Stored entries:
>>>>

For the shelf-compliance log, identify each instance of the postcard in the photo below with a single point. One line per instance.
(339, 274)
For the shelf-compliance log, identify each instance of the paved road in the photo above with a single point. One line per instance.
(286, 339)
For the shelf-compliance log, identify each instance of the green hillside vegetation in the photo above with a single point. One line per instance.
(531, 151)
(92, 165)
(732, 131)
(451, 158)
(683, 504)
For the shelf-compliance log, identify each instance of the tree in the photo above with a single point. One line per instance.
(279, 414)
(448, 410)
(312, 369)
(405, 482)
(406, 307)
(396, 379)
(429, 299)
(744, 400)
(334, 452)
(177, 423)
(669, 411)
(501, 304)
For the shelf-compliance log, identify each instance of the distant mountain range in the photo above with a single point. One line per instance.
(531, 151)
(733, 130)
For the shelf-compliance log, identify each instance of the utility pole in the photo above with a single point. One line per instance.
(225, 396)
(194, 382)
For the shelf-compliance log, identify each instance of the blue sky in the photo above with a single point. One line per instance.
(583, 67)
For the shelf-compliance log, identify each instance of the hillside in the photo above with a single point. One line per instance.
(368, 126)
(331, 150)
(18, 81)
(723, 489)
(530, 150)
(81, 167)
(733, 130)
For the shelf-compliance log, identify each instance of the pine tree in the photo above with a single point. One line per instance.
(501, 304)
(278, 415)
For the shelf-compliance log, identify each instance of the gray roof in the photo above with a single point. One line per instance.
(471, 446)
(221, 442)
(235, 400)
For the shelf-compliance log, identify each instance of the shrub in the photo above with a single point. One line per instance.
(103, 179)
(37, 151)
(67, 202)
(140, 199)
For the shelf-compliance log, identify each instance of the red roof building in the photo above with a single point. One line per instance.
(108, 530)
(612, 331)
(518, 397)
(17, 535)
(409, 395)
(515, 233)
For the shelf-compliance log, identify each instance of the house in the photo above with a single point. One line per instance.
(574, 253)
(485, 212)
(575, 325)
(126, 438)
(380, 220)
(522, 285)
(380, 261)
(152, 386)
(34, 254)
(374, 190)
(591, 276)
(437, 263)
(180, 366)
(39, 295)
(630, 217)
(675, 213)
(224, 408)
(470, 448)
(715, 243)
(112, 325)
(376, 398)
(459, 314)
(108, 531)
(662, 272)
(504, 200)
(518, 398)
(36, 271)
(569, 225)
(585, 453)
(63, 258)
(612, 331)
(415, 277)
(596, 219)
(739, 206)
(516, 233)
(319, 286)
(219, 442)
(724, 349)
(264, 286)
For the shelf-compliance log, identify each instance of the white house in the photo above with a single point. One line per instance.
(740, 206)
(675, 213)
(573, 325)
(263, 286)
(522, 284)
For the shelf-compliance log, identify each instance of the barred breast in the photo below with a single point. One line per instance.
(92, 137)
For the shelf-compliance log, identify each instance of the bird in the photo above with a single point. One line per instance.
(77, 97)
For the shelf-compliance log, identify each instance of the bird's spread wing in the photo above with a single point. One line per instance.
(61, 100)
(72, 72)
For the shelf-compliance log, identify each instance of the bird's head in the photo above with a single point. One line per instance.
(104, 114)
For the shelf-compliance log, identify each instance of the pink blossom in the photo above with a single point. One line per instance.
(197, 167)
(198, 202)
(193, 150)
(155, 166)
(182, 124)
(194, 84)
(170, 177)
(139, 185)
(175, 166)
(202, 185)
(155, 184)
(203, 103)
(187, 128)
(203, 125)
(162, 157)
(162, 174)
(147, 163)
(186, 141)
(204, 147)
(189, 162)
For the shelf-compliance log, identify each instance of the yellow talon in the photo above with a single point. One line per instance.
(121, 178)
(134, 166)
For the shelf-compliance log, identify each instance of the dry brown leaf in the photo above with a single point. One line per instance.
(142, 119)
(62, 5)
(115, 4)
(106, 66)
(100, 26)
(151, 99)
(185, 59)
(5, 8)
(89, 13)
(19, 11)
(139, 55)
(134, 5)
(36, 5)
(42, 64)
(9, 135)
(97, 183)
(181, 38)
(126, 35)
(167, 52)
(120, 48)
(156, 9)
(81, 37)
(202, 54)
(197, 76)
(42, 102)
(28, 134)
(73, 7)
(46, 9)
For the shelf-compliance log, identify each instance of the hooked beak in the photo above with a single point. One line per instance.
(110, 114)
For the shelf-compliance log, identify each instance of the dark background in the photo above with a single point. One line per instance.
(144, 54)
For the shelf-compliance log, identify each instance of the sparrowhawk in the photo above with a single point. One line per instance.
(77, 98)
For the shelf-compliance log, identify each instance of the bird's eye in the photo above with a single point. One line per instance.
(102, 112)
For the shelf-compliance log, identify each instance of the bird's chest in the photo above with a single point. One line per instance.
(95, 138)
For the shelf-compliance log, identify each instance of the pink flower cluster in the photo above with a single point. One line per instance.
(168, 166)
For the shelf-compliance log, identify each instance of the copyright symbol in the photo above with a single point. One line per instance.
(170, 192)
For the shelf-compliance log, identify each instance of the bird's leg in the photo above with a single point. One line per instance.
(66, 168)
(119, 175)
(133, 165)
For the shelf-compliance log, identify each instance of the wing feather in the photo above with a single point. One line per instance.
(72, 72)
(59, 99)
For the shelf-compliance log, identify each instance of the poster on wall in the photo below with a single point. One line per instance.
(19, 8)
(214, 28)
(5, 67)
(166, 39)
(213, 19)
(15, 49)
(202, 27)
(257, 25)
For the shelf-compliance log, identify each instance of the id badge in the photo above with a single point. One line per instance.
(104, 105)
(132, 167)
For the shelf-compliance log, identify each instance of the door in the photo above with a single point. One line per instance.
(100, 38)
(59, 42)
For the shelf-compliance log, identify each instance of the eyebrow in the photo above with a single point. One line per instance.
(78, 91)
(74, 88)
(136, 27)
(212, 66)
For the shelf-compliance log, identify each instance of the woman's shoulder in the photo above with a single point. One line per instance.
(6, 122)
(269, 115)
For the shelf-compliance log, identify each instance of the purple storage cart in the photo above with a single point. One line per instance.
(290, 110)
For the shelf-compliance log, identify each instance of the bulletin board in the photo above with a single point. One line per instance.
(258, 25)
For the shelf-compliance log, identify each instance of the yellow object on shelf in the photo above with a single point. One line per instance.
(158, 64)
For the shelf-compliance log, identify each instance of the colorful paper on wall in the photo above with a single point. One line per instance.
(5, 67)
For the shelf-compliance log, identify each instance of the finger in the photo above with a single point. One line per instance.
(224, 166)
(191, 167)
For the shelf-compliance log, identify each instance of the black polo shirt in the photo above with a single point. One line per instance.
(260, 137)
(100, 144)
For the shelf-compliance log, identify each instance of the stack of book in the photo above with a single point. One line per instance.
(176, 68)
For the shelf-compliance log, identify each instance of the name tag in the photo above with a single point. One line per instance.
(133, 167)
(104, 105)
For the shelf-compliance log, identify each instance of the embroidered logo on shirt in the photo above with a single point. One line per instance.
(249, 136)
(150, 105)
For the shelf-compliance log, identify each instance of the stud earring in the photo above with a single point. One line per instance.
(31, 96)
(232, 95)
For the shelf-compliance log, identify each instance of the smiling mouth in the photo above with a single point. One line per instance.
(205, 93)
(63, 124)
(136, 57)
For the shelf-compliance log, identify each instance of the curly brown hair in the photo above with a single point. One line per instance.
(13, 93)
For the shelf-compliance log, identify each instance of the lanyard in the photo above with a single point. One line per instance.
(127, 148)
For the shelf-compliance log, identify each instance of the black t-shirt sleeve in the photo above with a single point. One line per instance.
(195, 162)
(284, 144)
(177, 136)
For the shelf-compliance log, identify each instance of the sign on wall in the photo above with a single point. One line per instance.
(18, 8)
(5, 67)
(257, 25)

<<<<

Your task: Reproduce all of the records above, swapping every occurrence of "shelf-compliance log" for "inventory audit". Keep every other character unchanged.

Reply to the task:
For the inventory audit, identify each instance of the postcard in the photo below with a single point. One line per instance.
(339, 274)
For the inventory audit, identify each instance of the paved road in the photo above with a single point. One line per instance.
(286, 339)
For the inventory audit, identify each instance of the green hillside vegetation in the photo above with a single point. One line per instance.
(531, 151)
(92, 165)
(732, 131)
(451, 158)
(683, 504)
For the inventory audit, identify each instance of the tree in the photo above with a single point. One line per instance.
(279, 414)
(448, 410)
(312, 369)
(405, 482)
(406, 307)
(396, 379)
(429, 299)
(744, 400)
(334, 452)
(177, 423)
(669, 411)
(501, 304)
For the inventory audit, identify each instance of the distant mountain range in the photo above with a single point. One line per instance.
(531, 151)
(733, 130)
For the inventory audit, identify each instance of the utility pole in the photo above with a single point. One line per instance.
(225, 396)
(194, 382)
For the inventory audit, identify each instance of the blue sky in the photo above with a single point. One line per instance.
(583, 67)
For the inventory audit, identify each instance of the hillside in the photo above with a single point. One line per instance.
(368, 126)
(331, 150)
(18, 81)
(723, 489)
(530, 150)
(81, 167)
(733, 130)
For the inventory audit, identify each instance of the pine tree in the photo above with a single point. One line per instance.
(501, 304)
(278, 415)
For the inventory audit, identify each instance of the gray roof in the photo above with a single point. One line per instance.
(471, 446)
(221, 442)
(235, 400)
For the inventory audit, identify each instance of the shrub in the photo above with a single point. One line per instance.
(103, 179)
(37, 151)
(67, 202)
(140, 199)
For the inventory audit, identify each instance of the red roof building in the photo above with a single point. One line per instance.
(108, 530)
(612, 331)
(518, 397)
(17, 535)
(409, 395)
(515, 233)
For the inventory audit, identify each instance of the house in the photo above with a single point. One line per instance.
(574, 253)
(485, 212)
(575, 325)
(126, 438)
(380, 220)
(522, 285)
(380, 261)
(152, 386)
(34, 254)
(374, 190)
(591, 276)
(437, 263)
(180, 366)
(39, 295)
(630, 217)
(675, 213)
(224, 408)
(470, 448)
(715, 243)
(112, 325)
(376, 398)
(459, 314)
(108, 531)
(662, 272)
(504, 200)
(518, 398)
(36, 271)
(569, 225)
(585, 453)
(63, 258)
(612, 331)
(415, 277)
(596, 219)
(739, 206)
(516, 233)
(319, 286)
(219, 442)
(724, 349)
(264, 286)
For the inventory audit, identify each instance of the white house in the photo above with a single point. One line per instance.
(740, 206)
(675, 213)
(573, 325)
(263, 286)
(522, 284)
For the inventory audit, identify each instance of the barred breast in the photo below with a single point. One line per instance.
(92, 137)
For the inventory audit, identify each instance of the bird in the photo above with a single point. One line per instance.
(77, 97)
For the inventory audit, identify each instance of the bird's spread wing in the photo above with a single point. One line per instance.
(61, 100)
(72, 72)
For the inventory audit, identify each instance of the bird's head in the photo above with a single point. One line per instance.
(104, 114)
For the inventory audit, identify each instance of the pink blossom in the photo above with a single point. One line per instance.
(197, 167)
(198, 202)
(193, 150)
(155, 166)
(182, 124)
(194, 84)
(170, 177)
(139, 185)
(175, 166)
(202, 185)
(155, 184)
(203, 103)
(187, 128)
(203, 125)
(162, 157)
(162, 174)
(147, 163)
(186, 141)
(204, 147)
(189, 162)
For the inventory audit, identify each instance of the yellow talon in the photo above with a single point. One line per instance.
(121, 178)
(134, 166)
For the inventory audit, identify each instance of the dry brown leaf in the photo above with a single point. One line per instance.
(142, 119)
(62, 5)
(115, 4)
(106, 66)
(100, 26)
(151, 99)
(185, 59)
(5, 8)
(89, 13)
(19, 11)
(139, 55)
(134, 5)
(36, 5)
(42, 64)
(9, 135)
(97, 183)
(181, 38)
(126, 35)
(167, 52)
(120, 48)
(156, 9)
(81, 37)
(202, 54)
(197, 76)
(42, 102)
(28, 134)
(73, 7)
(46, 9)
For the inventory audit, identify each instance of the hooked beak in the photo above with a single point. One line per instance.
(110, 114)
For the inventory audit, identify each instance of the dark background in the photo above with a single point. One line per instance.
(144, 54)
For the inventory audit, identify each instance of the sparrowhawk in the photo above with a single point. One line per instance.
(77, 98)
For the inventory audit, identify each instance of the bird's eye in the photo above with a single point. One line per instance.
(102, 112)
For the inventory audit, identify each instance of the bird's chest in the photo above with a single point. One line per instance.
(95, 138)
For the inventory audit, identify each instance of the pink flower cluster in the photo above with a single point. One line per instance.
(168, 166)
For the inventory audit, identify each instance of the copyright symbol in the photo above with a single point. One line per instance.
(170, 192)
For the inventory audit, identify each instance of the bird's leg in the photo above with a single point. One line per instance.
(66, 168)
(119, 175)
(133, 165)
For the inventory audit, identify each instance of the wing feather in the photo above with a single point. One line per instance.
(72, 72)
(59, 99)
For the inventory audit, identify each instance of the poster on wall in the photo below with a single point. One line per instance.
(19, 8)
(214, 28)
(5, 67)
(166, 39)
(213, 19)
(15, 49)
(202, 27)
(257, 25)
For the inventory audit, identify each instance of the id badge in the photo above with a single point. One line per instance.
(104, 105)
(132, 167)
For the inventory audit, identify each instance of the door in the photo above with a single point. One line per instance.
(100, 38)
(59, 42)
For the inventory audit, identify each instance of the eyebrow in the photo above with a single point. One line per instance.
(78, 91)
(74, 88)
(136, 27)
(212, 66)
For the inventory audit, identify each instance of the woman's shoulder in the photo above with a single point. One line per instance.
(6, 122)
(269, 115)
For the inventory audit, identify each instance of the purple storage cart in the photo above with a single point. One line per instance.
(290, 110)
For the inventory audit, identify each instance of the bulletin board in the photo above with a single point. One line per instance.
(258, 25)
For the inventory audit, identify each instance of the yellow object on shelf in the photo above with a single point. One line per instance.
(158, 64)
For the inventory audit, identify each instance of the colorful paper on wall in the photo above with a single point. One line per instance.
(5, 67)
For the inventory audit, identify each instance of the finger in the photo above with a single point. One line per instance.
(224, 166)
(191, 167)
For the inventory audit, identify each instance of the black polo shirt in the photo above with a single point. One line per instance.
(260, 137)
(100, 144)
For the inventory audit, identify each instance of the stack of book in the photo above with a single point. One line per instance.
(176, 68)
For the inventory audit, identify each instance of the name tag in the photo above with a single point. One line per instance.
(133, 167)
(104, 105)
For the inventory audit, identify each instance of the embroidered logo on shirt in the photo above with a single point. One line per instance.
(249, 136)
(150, 105)
For the inventory audit, identify each instance of the stud earring in the photo above with a single point. One line per instance.
(31, 96)
(232, 95)
For the inventory audit, identify each instance of the smiling mouth in the photo above with a single point. One line per instance.
(205, 93)
(63, 124)
(136, 57)
For the inventory audit, identify each instance of the curly brown hair in the photo above with a single point. One line per instance.
(13, 93)
For the inventory audit, identify each instance of the lanyard in the photo above with a single point. One line per instance.
(127, 148)
For the inventory audit, identify each instance of the black t-shirt sleeve in the photo above with a single point. One line per instance.
(195, 162)
(284, 144)
(177, 136)
For the inventory audit, identify each instance of the sign on wall in the photo above with a single point. One line per instance.
(18, 8)
(5, 67)
(257, 25)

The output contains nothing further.